» **What to work on**
1/ In the micrometeor excerpt below, by what coefficient are the experimental values of N in the table multiplied, and for what reason?
2/ List every satellite named in the micrometeor excerpt below.

» **Document extract**
"""

It seems to us that this conclusion may to a large extent also apply to earlier experiments, in which no special measures were taken for protection against interference of this kind.
The data obtained by us can be characterized quantitatively by Table 1. The experimental values \(N\) given in the table are multiplied by
coefficient 2 to account for shielding by the Earth. The table shows that our data differ by more than \(10^3\) times from the results obtained previously by other authors using piezoelectric detectors. Even the values of \(N\) calculated on the assumption that all recorded signals correspond to collisions with micrometeors are 1–2 orders of magnitude lower than estimates based on literature data.
It is important to note that the estimate we obtained, \(N \leqslant 4.6 \cdot 10^{-6}\) particles/m\(^2\)·s, corresponding to one possible collision recorded by the sensors of the first instrument, is in good agreement with the data on the frequency of punctures of thin shells of gas-filled cells, wire meshes, and thin capacitors obtained on the satellites “Explorer 16” and “Explorer 23” and “Pegasus 1” and “Pegasus 2” \((^{6-8})\), and eliminates the need for artificial explanations of discrepancies between data on punctures and collisions \((^{6,8})\).
Table 1
| Instrument | Exposure, m\(^2\)·s | Sensitivity, dyne·s | Collision frequency \(N\), m\(^{-2}\)·s\(^{-1}\), including background noise | Collision frequency \(N\), m\(^{-2}\)·s\(^{-1}\), without background | Collision frequency \(N\), m\(^{-2}\)·s\(^{-1}\), calculated from lit. data \((^1)\) |
|---|---|---|---|---|---|
| No. 1, sensors on the panel | \(4.4 \cdot 10^5\) | \(6 \cdot 10^{-3}\) | \(1.6 \cdot 10^{-4}\) | \(4.6 \cdot 10^{-6}\) | \(6.2 \cdot 10^{-3}\) |
| No. 2, sensors on the body | \(5.4 \cdot 10^5\) | \(7 \cdot 10^{-3}\) | \(7.6 \cdot 10^{-4}\) | — | \(4.7 \cdot 10^{-3}\) |
| No. 2, sensors on the body | \(5.4 \cdot 10^5\) | \(5.3 \cdot 10^{-2}\) | \(3.6 \cdot 10^{-6}\) | — | \(1.6 \cdot 10^{-4}\) |
From the data presented the following follows. The use of collision sensors for micrometeors based on the registration of mechanical oscillations requires careful protective measures against disturbances of acoustic, thermal, and electrical origin. On the basis of the results we obtained, and taking into account the results of laboratory studies of the piezoelectric sensors used previously \((^4)\), it may be assumed that in the experiments described in the literature the level of disturbances was excessively high, and the reported values for the collision frequency are greatly overestimated and do not correspond to reality.

"""

» **Referring expression pointing data**
"""

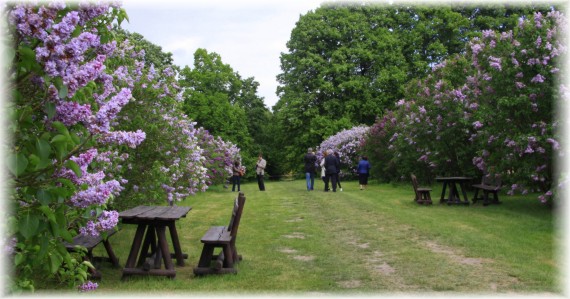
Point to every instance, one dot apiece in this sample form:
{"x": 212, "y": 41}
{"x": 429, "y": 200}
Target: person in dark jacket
{"x": 236, "y": 177}
{"x": 337, "y": 155}
{"x": 310, "y": 161}
{"x": 331, "y": 166}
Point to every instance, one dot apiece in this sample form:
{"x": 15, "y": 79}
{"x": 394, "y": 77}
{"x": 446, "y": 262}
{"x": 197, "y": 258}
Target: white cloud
{"x": 249, "y": 35}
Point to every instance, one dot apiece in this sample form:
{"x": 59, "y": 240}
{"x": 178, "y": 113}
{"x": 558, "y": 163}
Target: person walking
{"x": 331, "y": 168}
{"x": 363, "y": 170}
{"x": 236, "y": 176}
{"x": 310, "y": 160}
{"x": 337, "y": 155}
{"x": 323, "y": 171}
{"x": 260, "y": 171}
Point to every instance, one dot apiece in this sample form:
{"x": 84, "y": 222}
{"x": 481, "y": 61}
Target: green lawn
{"x": 375, "y": 241}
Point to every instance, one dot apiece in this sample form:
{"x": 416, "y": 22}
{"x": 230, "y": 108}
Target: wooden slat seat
{"x": 489, "y": 184}
{"x": 89, "y": 243}
{"x": 422, "y": 194}
{"x": 224, "y": 237}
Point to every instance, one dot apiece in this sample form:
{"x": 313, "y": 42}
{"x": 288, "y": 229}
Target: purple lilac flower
{"x": 71, "y": 113}
{"x": 495, "y": 62}
{"x": 88, "y": 286}
{"x": 96, "y": 195}
{"x": 538, "y": 79}
{"x": 132, "y": 139}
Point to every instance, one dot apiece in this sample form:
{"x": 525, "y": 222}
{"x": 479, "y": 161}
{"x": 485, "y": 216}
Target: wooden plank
{"x": 154, "y": 272}
{"x": 174, "y": 213}
{"x": 213, "y": 234}
{"x": 88, "y": 241}
{"x": 131, "y": 213}
{"x": 153, "y": 213}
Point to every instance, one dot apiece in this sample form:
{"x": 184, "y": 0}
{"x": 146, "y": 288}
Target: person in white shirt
{"x": 260, "y": 171}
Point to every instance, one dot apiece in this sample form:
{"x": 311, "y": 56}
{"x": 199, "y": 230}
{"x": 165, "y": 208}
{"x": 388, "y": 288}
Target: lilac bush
{"x": 63, "y": 112}
{"x": 219, "y": 156}
{"x": 348, "y": 143}
{"x": 490, "y": 110}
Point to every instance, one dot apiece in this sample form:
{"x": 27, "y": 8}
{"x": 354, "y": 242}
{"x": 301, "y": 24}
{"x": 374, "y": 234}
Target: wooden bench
{"x": 422, "y": 194}
{"x": 224, "y": 237}
{"x": 489, "y": 184}
{"x": 89, "y": 242}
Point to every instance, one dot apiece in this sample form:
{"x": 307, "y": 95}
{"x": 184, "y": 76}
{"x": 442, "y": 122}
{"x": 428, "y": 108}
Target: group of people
{"x": 238, "y": 171}
{"x": 330, "y": 170}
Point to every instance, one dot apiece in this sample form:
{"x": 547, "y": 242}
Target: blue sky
{"x": 249, "y": 35}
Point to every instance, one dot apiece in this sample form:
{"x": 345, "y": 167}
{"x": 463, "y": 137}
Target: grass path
{"x": 372, "y": 242}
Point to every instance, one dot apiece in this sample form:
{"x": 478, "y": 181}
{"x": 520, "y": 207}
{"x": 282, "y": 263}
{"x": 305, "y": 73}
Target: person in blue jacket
{"x": 363, "y": 170}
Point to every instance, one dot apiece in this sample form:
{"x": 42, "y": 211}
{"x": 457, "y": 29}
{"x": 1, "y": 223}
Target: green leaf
{"x": 61, "y": 128}
{"x": 44, "y": 197}
{"x": 48, "y": 212}
{"x": 43, "y": 147}
{"x": 50, "y": 109}
{"x": 17, "y": 164}
{"x": 55, "y": 261}
{"x": 73, "y": 166}
{"x": 63, "y": 92}
{"x": 19, "y": 258}
{"x": 28, "y": 225}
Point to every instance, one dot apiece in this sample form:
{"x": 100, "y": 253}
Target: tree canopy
{"x": 347, "y": 63}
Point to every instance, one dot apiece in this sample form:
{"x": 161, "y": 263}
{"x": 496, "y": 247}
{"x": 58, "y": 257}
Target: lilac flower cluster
{"x": 105, "y": 222}
{"x": 88, "y": 286}
{"x": 219, "y": 156}
{"x": 348, "y": 143}
{"x": 503, "y": 110}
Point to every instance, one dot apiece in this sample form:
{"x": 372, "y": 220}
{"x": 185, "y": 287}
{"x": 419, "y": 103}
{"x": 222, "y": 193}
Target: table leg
{"x": 149, "y": 243}
{"x": 442, "y": 199}
{"x": 465, "y": 199}
{"x": 453, "y": 194}
{"x": 136, "y": 246}
{"x": 163, "y": 246}
{"x": 176, "y": 243}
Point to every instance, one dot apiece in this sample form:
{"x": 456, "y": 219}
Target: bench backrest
{"x": 236, "y": 214}
{"x": 415, "y": 184}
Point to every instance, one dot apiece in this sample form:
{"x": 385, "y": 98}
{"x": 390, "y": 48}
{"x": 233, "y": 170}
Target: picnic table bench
{"x": 224, "y": 237}
{"x": 153, "y": 220}
{"x": 89, "y": 242}
{"x": 422, "y": 194}
{"x": 489, "y": 184}
{"x": 455, "y": 184}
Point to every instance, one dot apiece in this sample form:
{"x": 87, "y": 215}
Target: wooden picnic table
{"x": 453, "y": 183}
{"x": 153, "y": 220}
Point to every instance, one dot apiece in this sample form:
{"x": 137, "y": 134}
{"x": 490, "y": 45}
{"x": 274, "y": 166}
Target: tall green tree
{"x": 209, "y": 98}
{"x": 348, "y": 63}
{"x": 227, "y": 105}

"""

» **Answer section**
1/ They are multiplied by a coefficient of 2 to account for shielding by the Earth.

2/ Explorer 16, Explorer 23, Pegasus 1, Pegasus 2